* START Items *

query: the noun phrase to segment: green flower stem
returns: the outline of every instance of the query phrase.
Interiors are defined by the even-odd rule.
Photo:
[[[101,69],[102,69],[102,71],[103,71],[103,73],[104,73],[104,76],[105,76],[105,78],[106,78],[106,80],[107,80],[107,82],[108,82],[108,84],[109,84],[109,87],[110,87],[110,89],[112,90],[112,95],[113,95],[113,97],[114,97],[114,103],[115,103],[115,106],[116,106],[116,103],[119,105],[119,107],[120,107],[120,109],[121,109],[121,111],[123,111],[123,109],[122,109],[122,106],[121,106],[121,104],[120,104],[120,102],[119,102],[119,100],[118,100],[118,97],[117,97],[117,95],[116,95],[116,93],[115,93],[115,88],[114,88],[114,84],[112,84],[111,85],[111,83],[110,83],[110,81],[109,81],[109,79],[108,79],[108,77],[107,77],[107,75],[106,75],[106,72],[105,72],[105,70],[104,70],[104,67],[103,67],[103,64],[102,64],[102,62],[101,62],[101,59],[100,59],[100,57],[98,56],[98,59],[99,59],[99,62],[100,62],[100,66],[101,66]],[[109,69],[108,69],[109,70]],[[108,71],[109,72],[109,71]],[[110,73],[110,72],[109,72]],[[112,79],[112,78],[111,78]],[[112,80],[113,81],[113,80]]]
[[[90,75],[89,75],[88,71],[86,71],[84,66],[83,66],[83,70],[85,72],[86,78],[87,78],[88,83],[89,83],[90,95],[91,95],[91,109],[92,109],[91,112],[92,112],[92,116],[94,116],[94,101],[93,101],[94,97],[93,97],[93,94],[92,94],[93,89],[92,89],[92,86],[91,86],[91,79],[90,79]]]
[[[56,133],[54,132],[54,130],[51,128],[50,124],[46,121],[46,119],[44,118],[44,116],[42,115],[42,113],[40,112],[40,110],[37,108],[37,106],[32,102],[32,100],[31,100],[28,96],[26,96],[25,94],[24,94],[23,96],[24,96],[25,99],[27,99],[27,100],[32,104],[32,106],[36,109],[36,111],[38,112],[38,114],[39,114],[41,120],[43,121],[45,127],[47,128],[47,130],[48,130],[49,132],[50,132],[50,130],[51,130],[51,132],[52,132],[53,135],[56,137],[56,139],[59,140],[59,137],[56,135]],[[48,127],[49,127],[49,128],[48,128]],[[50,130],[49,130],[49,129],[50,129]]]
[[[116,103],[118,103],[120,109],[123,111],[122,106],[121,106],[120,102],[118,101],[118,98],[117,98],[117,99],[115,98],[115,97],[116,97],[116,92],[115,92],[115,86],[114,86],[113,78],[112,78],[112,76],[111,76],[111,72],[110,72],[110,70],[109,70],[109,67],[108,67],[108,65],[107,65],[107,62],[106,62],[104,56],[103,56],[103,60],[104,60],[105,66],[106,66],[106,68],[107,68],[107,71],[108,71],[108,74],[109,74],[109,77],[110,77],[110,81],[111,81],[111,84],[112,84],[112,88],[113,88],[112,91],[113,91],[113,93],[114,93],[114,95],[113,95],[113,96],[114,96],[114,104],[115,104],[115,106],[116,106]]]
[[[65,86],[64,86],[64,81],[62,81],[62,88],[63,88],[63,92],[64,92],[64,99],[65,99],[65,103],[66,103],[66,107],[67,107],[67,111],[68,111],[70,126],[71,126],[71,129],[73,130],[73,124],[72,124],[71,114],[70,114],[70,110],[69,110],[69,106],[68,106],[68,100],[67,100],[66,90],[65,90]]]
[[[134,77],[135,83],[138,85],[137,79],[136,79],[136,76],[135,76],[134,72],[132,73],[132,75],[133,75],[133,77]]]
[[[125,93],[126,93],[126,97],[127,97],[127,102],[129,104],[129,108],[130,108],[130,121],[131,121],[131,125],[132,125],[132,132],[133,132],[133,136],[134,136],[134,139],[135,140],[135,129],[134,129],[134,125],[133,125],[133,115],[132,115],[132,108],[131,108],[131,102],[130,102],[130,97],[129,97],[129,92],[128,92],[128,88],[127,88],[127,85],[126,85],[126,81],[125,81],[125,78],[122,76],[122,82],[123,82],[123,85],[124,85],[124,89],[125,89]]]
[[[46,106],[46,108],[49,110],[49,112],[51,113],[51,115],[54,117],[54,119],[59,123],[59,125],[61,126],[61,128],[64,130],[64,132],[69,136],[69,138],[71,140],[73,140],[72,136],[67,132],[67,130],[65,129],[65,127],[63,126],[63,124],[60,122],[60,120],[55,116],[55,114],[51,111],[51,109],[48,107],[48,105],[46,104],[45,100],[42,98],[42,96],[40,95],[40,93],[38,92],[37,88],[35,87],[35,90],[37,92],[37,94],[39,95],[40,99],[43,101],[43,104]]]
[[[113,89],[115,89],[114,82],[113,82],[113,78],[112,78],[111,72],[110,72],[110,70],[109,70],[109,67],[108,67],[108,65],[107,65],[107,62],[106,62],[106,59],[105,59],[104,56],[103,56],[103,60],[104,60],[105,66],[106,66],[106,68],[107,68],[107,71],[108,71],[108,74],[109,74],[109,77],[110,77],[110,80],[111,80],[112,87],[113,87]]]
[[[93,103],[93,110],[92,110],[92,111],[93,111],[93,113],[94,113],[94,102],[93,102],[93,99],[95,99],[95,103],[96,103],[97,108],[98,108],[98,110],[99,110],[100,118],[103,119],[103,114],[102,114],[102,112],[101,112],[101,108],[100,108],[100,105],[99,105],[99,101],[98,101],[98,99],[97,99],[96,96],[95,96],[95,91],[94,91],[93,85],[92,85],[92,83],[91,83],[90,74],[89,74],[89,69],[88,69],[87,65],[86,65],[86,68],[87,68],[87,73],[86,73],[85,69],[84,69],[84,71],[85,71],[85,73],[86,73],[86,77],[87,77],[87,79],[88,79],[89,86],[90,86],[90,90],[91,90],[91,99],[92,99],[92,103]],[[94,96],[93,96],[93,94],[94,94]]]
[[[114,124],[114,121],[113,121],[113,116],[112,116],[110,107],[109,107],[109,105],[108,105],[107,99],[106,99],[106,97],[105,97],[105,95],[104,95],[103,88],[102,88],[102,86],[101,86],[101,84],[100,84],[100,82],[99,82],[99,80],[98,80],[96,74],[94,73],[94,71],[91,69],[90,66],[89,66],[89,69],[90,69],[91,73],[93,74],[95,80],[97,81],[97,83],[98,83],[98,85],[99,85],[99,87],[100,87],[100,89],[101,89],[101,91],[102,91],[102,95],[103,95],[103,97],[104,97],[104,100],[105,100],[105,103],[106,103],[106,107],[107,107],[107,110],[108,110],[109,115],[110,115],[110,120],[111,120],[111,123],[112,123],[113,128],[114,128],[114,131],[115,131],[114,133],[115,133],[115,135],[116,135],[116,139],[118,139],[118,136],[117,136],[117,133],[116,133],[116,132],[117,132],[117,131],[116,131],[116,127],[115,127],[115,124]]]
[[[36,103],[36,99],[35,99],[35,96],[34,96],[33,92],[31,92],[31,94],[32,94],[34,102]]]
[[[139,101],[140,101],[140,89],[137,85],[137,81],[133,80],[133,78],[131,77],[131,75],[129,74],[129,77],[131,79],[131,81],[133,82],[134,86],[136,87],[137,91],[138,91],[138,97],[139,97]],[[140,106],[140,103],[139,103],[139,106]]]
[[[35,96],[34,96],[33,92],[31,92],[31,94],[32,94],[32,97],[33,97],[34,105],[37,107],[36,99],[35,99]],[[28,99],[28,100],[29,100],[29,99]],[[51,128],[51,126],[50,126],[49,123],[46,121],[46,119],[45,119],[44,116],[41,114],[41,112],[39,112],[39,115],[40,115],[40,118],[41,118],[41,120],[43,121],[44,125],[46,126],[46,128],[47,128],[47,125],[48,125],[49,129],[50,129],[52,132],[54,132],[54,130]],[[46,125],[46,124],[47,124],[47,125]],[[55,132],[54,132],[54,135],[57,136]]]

* END Items *

— What you should do —
Which lines in the entries above contain the word "query"? List each such line in full.

— Full response —
query: the noun phrase to segment: green flower stem
returns: the outline of every instance of the query phrase.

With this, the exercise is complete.